AUFGABENSTELLUNG:
Prüfen Sie, ob die folgenden Aussagen mit dem Text zum Martin-Schüwer-Publikationspreis übereinstimmen, und geben Sie je Aussage Ja oder Nein samt der entscheidenden, wörtlich zitierten Textstelle an.
1. Der Preis wird seit 2019 jährlich ausgelobt.
2. Gefördert werden nur Wissenschaftler*innen unterhalb einer bestimmten Altersgrenze.
3. Martin Schüwers Dissertation erschien im Jahr 2008.

QUELLENAUSZUG:
==============================
Wir freuen uns, dass dieses Jahr der Martin-Schüwer Publikationspreis, welcher von der AG Comicforschung der Gesellschaft für Medienwissenschaft (GfM) und der Gesellschaft für Comicforschung (ComFor) ausgelobt wird, erneut vergeben wurde. Der Publikationspreis geht dieses Jahr an Anna Beckmann, lobende Erwähnungen gingen an Johannes C. P. Schmid und Christian Alexius.

Publikationspreis: Anna Beckmann

Anna Beckmann ist die fünfte Preisträger*in des Martin Schüwer-Publikationspreises, welcher seit 2019 jährlich ausgelobt wird. Mit der Auszeichnung werden Wissenschaftler*innen gefördert, die, unabhängig von ihrem Lebensalter, noch keine unbefristete akademische Anstellung innehaben.

Der Publikationspreis, der zur nachhaltigen Sichtbarmachung, Förderung und Vermittlung comicbezogener Forschungsarbeit beiträgt, erinnert an den viel zu früh verstorbenen Ausnahmewissenschaftler Martin Schüwer, dessen immer noch forschungsrelevante Dissertation „Wie Comics erzählen“ im Jahr 2008 und somit vor 15 Jahren erschien.

Austausch und Abgleich mit anderen waren Martin Schüwer bei seiner Forschung stets zentrale Anliegen – und er setzte durch Zugänglichkeit und Reichweite neue Maßstäbe für die deutsche Comicforschung. Zugänglichkeit und Reichweite sind auch wichtige Kriterien, die die Jury dazu bewogen haben, der Einreichung von Anna Beckmann den Martin Schüwer-Publikationspreis für herausragende Comicforschung zuzusprechen.
==============================
EXTRAHIERTE DATEN:

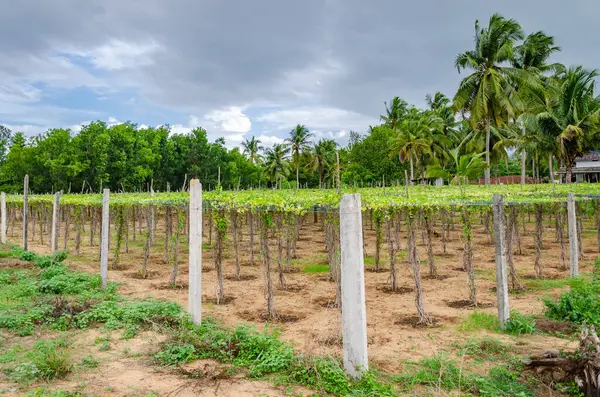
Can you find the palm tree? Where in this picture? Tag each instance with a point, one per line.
(276, 162)
(299, 142)
(394, 112)
(323, 157)
(416, 137)
(489, 94)
(251, 148)
(466, 166)
(570, 115)
(532, 55)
==============================
AUSGEARBEITETE LÖSUNG:
1. Ja: „welcher seit 2019 jährlich ausgelobt wird“
2. Nein: „unabhängig von ihrem Lebensalter“
3. Ja: „im Jahr 2008 und somit vor 15 Jahren erschien“